__Dataset rows__.
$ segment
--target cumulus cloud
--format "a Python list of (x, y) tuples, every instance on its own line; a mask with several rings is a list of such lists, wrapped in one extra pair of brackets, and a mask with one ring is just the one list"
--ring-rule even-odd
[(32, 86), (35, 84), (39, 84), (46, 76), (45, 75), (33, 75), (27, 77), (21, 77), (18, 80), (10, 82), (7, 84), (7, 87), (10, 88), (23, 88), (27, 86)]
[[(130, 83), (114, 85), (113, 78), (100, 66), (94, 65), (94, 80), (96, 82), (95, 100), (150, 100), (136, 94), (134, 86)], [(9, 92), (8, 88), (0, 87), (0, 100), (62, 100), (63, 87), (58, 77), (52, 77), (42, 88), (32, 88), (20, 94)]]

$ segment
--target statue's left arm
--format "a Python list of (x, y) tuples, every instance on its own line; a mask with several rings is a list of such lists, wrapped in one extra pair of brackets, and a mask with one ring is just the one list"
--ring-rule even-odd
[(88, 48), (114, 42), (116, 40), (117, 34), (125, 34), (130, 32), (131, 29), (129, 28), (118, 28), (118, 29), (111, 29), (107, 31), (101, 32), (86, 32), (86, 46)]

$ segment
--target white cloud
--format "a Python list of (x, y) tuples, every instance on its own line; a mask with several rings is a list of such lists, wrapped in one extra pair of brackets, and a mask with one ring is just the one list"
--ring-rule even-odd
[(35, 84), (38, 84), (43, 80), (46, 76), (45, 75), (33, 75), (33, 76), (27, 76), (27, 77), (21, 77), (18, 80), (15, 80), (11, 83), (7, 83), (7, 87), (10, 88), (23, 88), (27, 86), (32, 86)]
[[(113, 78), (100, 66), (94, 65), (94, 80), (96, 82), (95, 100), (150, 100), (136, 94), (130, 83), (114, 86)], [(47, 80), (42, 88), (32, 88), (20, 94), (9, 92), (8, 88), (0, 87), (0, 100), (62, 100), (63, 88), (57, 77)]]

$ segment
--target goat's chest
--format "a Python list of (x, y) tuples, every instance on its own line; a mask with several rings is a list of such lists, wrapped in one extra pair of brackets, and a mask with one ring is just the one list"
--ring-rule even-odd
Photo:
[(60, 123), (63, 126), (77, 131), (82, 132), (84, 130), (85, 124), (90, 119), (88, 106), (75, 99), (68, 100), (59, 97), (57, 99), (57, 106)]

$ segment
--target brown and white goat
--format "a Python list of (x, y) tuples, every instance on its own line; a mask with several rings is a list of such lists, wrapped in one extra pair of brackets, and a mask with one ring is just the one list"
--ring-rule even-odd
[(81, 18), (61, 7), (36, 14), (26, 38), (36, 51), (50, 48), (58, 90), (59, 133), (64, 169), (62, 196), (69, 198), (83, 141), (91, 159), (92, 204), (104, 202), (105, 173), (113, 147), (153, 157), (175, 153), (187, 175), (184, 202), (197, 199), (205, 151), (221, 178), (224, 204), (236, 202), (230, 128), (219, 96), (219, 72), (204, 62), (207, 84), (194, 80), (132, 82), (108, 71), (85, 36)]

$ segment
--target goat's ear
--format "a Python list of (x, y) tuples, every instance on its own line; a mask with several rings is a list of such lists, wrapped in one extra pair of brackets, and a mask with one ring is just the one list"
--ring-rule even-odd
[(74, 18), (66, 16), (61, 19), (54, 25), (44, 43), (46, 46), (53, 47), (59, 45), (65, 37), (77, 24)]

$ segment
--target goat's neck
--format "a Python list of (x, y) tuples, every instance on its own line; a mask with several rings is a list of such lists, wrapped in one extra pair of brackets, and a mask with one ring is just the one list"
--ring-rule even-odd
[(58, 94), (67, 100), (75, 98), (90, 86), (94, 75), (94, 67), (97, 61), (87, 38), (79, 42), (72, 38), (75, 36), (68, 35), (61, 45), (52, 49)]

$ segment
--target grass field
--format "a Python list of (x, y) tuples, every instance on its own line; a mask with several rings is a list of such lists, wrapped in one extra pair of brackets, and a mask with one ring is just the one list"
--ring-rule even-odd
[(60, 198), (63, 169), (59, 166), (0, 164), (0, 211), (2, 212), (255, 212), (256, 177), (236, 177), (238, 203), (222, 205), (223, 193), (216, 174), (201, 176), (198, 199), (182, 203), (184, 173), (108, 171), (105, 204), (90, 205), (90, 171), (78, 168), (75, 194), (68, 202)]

__What to produce__.
Format the entries as a two-column CSV with the header command,polygons and one row per entry. Put the command text in the first field and its answer in the second, quoting each field and replacing line breaks with spaces.

__Response to this exercise__.
command,polygons
"$ segment --target cumulus cloud --format ""a Python list of (x, y) tuples, every instance on its own line; a mask with several rings is a list of such lists, wrapped in one extra pair of brackets, and a mask with one ring is just the one list"" --ring-rule even-odd","[(32, 86), (35, 84), (39, 84), (46, 76), (45, 75), (33, 75), (27, 77), (21, 77), (18, 80), (10, 82), (7, 84), (7, 87), (10, 88), (23, 88), (27, 86)] [[(130, 83), (114, 85), (113, 78), (100, 66), (94, 65), (94, 80), (96, 82), (95, 100), (150, 100), (136, 94), (134, 86)], [(9, 92), (8, 88), (0, 87), (0, 100), (62, 100), (63, 87), (58, 77), (52, 77), (42, 88), (32, 88), (20, 94)]]"
"$ segment --target statue's left arm --format ""a Python list of (x, y) tuples, every instance on its own line; a mask with several rings is a list of such lists, wrapped in one extra pair of brackets, and a mask with one ring is just the one list"" --ring-rule even-odd","[(88, 48), (114, 42), (116, 40), (117, 34), (125, 34), (130, 32), (131, 29), (129, 28), (118, 28), (118, 29), (111, 29), (107, 31), (101, 32), (86, 32), (86, 46)]"
"$ segment --target white cloud --format ""a Python list of (x, y) tuples, every instance on its own line; a mask with several rings is a list of such lists, wrapped in one extra pair of brackets, and a mask with one ring is just the one list"" --ring-rule even-odd","[(35, 84), (38, 84), (43, 80), (46, 76), (45, 75), (33, 75), (33, 76), (27, 76), (27, 77), (21, 77), (18, 80), (15, 80), (11, 83), (7, 83), (7, 87), (10, 88), (23, 88), (27, 86), (32, 86)] [[(113, 78), (100, 66), (94, 65), (94, 80), (96, 82), (95, 100), (150, 100), (136, 94), (130, 83), (114, 86)], [(47, 80), (42, 88), (32, 88), (20, 94), (9, 92), (8, 88), (0, 87), (0, 100), (62, 100), (63, 88), (57, 77)]]"
"$ segment --target goat's chest --format ""a Python list of (x, y) tuples, every instance on its own line; a mask with several rings is a list of such lists, wrapped in one extra pair of brackets, and a mask with one ring is just the one list"" --ring-rule even-odd Photo:","[(60, 123), (63, 126), (77, 131), (82, 132), (84, 130), (85, 124), (90, 119), (88, 106), (75, 99), (68, 100), (59, 97), (57, 99), (57, 106)]"
"$ segment --target brown and white goat --format ""a Python list of (x, y) tuples, every instance on its own line; a mask with several rings is a list of such lists, wrapped in one extra pair of brackets, and a mask with one ring is just the one list"" --ring-rule even-odd","[(81, 18), (61, 7), (36, 14), (26, 38), (36, 51), (50, 48), (58, 90), (59, 133), (64, 169), (62, 196), (69, 198), (83, 141), (91, 159), (92, 204), (104, 202), (105, 173), (113, 147), (153, 157), (175, 153), (187, 175), (184, 202), (197, 199), (205, 151), (221, 178), (224, 204), (236, 202), (230, 128), (219, 96), (219, 72), (204, 62), (207, 84), (194, 80), (132, 82), (108, 71), (85, 36)]"
"$ segment --target goat's ear --format ""a Python list of (x, y) tuples, every instance on its own line; a mask with several rings is a list of such lists, wrapped in one extra pair of brackets, and a mask with one ring is just the one list"" --ring-rule even-odd","[(74, 18), (66, 16), (61, 19), (54, 25), (44, 43), (46, 46), (53, 47), (59, 45), (65, 37), (77, 24)]"
"$ segment --target goat's neck --format ""a Python list of (x, y) tuples, every instance on its own line; a mask with several rings is a list of such lists, wrapped in one extra pair of brackets, and a mask with one ring is just the one list"" --ring-rule even-odd","[(58, 94), (67, 100), (75, 98), (90, 86), (94, 75), (94, 67), (97, 61), (87, 38), (79, 42), (72, 38), (75, 36), (68, 35), (61, 45), (52, 49)]"
"$ segment --target grass field --format ""a Python list of (x, y) tuples, every instance on its own line; a mask with several rings is a list of such lists, wrapped in one extra pair of brackets, and a mask with one ring is just the one list"" --ring-rule even-odd","[(60, 198), (63, 169), (59, 166), (0, 164), (0, 211), (2, 212), (255, 212), (256, 177), (236, 177), (238, 203), (222, 205), (223, 193), (216, 174), (201, 176), (198, 199), (182, 203), (184, 173), (108, 171), (105, 204), (90, 205), (90, 171), (78, 168), (75, 194), (68, 202)]"